== Goal of the exercise ==
Find each line in the material below that contains the word "white", and copy those lines out in full.

((

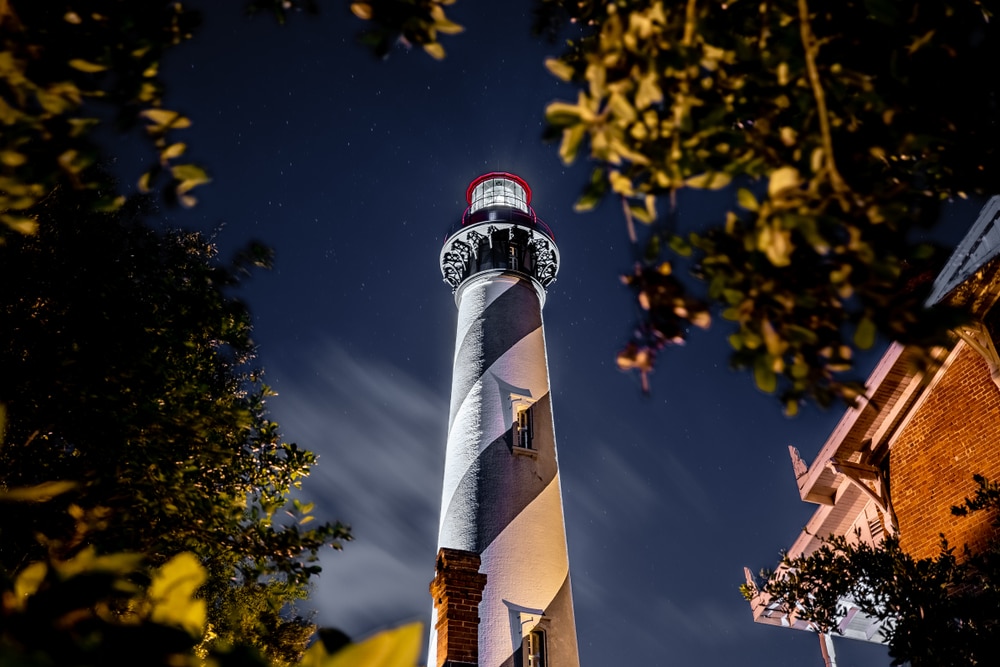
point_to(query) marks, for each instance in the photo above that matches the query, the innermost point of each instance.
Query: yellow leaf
(746, 200)
(649, 92)
(172, 151)
(919, 42)
(362, 10)
(27, 582)
(621, 183)
(172, 593)
(564, 113)
(572, 137)
(711, 180)
(398, 647)
(559, 69)
(12, 158)
(39, 493)
(434, 50)
(782, 179)
(442, 23)
(86, 66)
(23, 225)
(190, 176)
(165, 118)
(776, 243)
(621, 108)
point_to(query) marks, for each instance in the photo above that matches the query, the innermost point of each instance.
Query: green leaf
(680, 245)
(172, 594)
(783, 178)
(864, 337)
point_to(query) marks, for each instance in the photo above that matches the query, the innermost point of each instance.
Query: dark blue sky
(353, 169)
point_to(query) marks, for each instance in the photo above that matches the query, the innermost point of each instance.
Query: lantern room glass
(498, 192)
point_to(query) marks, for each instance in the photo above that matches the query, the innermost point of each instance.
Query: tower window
(535, 649)
(522, 428)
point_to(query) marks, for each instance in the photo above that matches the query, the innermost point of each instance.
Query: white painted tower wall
(502, 500)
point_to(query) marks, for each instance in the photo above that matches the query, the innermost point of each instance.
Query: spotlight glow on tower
(502, 593)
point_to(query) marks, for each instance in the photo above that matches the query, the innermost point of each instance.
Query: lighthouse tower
(502, 591)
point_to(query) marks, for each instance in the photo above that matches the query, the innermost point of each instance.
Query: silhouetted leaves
(940, 612)
(859, 118)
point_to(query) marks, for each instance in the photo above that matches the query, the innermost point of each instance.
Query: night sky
(353, 169)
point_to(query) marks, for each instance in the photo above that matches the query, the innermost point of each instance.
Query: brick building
(899, 461)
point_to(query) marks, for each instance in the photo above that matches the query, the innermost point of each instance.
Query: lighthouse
(501, 589)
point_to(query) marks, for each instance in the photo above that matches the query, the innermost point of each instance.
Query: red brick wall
(457, 591)
(954, 435)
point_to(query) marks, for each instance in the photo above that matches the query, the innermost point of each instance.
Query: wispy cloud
(380, 436)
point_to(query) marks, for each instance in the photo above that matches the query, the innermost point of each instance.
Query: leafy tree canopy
(942, 611)
(842, 128)
(129, 391)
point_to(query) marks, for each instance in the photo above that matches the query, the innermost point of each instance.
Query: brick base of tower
(457, 590)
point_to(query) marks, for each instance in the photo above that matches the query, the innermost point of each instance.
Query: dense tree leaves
(942, 611)
(126, 372)
(64, 69)
(856, 120)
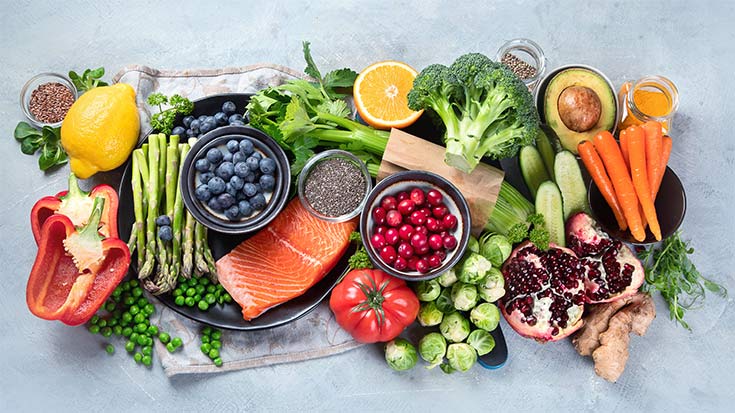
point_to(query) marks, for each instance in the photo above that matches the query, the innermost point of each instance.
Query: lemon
(101, 129)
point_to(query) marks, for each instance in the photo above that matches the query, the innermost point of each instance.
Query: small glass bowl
(326, 155)
(528, 51)
(35, 82)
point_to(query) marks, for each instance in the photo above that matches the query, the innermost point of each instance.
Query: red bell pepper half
(75, 270)
(77, 205)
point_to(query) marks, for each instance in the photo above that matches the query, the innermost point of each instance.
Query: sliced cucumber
(570, 182)
(532, 168)
(549, 204)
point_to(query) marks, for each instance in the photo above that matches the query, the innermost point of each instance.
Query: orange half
(381, 95)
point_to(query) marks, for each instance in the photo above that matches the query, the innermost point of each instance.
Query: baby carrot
(615, 165)
(637, 147)
(596, 169)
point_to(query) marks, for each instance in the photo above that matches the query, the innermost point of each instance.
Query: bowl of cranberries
(415, 225)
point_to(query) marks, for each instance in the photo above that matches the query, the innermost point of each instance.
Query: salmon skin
(283, 260)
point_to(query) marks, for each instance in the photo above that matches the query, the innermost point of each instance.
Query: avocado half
(579, 106)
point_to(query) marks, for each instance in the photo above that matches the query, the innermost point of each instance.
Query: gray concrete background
(47, 366)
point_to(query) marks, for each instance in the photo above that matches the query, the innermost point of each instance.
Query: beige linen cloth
(314, 335)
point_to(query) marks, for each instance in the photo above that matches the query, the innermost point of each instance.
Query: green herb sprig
(670, 272)
(89, 79)
(163, 121)
(47, 141)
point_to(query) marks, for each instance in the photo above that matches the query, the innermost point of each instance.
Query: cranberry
(405, 250)
(434, 197)
(406, 206)
(435, 242)
(449, 221)
(393, 218)
(379, 215)
(417, 196)
(400, 264)
(388, 254)
(450, 242)
(405, 232)
(389, 203)
(377, 241)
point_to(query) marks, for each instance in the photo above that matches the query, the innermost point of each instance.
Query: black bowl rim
(430, 178)
(280, 193)
(649, 237)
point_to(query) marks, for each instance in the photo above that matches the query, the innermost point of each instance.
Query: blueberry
(214, 156)
(253, 163)
(165, 233)
(178, 131)
(202, 165)
(246, 147)
(202, 193)
(257, 202)
(249, 189)
(245, 208)
(267, 182)
(232, 213)
(225, 170)
(225, 200)
(216, 185)
(267, 166)
(229, 107)
(220, 118)
(237, 182)
(163, 220)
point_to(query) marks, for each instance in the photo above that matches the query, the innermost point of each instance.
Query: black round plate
(230, 316)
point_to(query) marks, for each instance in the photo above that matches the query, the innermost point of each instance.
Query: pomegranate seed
(406, 206)
(388, 254)
(379, 215)
(417, 196)
(405, 232)
(393, 218)
(436, 242)
(449, 221)
(377, 241)
(450, 242)
(389, 203)
(434, 197)
(405, 250)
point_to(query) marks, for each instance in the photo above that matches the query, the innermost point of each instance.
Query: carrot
(637, 147)
(596, 169)
(615, 165)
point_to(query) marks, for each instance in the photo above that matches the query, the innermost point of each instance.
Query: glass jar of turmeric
(649, 98)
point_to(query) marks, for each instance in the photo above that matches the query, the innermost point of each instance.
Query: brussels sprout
(432, 349)
(428, 290)
(481, 341)
(400, 354)
(492, 287)
(464, 296)
(461, 356)
(495, 248)
(429, 315)
(485, 316)
(448, 278)
(444, 301)
(473, 268)
(454, 327)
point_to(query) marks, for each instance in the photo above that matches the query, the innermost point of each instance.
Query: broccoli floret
(486, 109)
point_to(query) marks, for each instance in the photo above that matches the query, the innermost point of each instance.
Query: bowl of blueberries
(236, 179)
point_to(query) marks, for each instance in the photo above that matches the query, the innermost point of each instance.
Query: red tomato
(373, 306)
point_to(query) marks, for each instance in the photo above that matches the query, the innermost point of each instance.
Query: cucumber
(570, 182)
(532, 168)
(548, 204)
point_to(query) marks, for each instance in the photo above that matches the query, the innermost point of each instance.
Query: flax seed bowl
(46, 98)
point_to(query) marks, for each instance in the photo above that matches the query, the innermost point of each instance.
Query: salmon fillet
(283, 260)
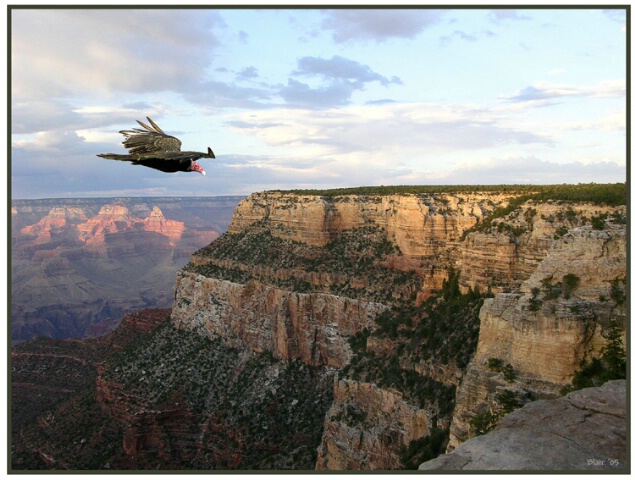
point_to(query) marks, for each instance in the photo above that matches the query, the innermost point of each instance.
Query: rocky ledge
(584, 430)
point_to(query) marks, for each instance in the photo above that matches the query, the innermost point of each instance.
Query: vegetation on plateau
(352, 261)
(602, 194)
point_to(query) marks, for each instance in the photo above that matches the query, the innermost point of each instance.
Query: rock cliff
(545, 330)
(79, 265)
(367, 331)
(585, 430)
(308, 277)
(363, 426)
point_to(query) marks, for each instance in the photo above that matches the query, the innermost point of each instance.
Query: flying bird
(152, 147)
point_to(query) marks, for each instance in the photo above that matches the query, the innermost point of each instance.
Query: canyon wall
(247, 302)
(339, 332)
(543, 336)
(79, 265)
(312, 327)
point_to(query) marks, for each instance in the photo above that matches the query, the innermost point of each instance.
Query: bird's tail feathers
(116, 156)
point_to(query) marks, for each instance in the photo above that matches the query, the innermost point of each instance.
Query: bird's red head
(196, 167)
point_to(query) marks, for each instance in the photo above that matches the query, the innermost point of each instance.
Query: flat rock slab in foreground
(585, 430)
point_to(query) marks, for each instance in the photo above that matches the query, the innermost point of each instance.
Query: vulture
(152, 147)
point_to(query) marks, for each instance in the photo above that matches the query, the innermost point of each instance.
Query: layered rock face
(85, 263)
(272, 285)
(421, 226)
(311, 327)
(364, 424)
(585, 430)
(543, 336)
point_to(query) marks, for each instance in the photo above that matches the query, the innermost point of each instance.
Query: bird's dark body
(154, 149)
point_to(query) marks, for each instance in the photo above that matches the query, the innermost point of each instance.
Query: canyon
(356, 331)
(79, 265)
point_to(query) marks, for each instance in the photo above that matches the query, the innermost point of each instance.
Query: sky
(317, 98)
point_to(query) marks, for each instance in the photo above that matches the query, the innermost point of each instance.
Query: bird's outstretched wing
(150, 141)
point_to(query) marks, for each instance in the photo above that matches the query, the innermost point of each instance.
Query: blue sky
(308, 98)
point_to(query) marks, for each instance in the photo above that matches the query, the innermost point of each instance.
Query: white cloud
(378, 25)
(58, 53)
(543, 93)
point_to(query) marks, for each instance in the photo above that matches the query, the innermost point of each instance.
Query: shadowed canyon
(364, 329)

))

== Reply ==
Query: white painted tower wall
Query: white cloud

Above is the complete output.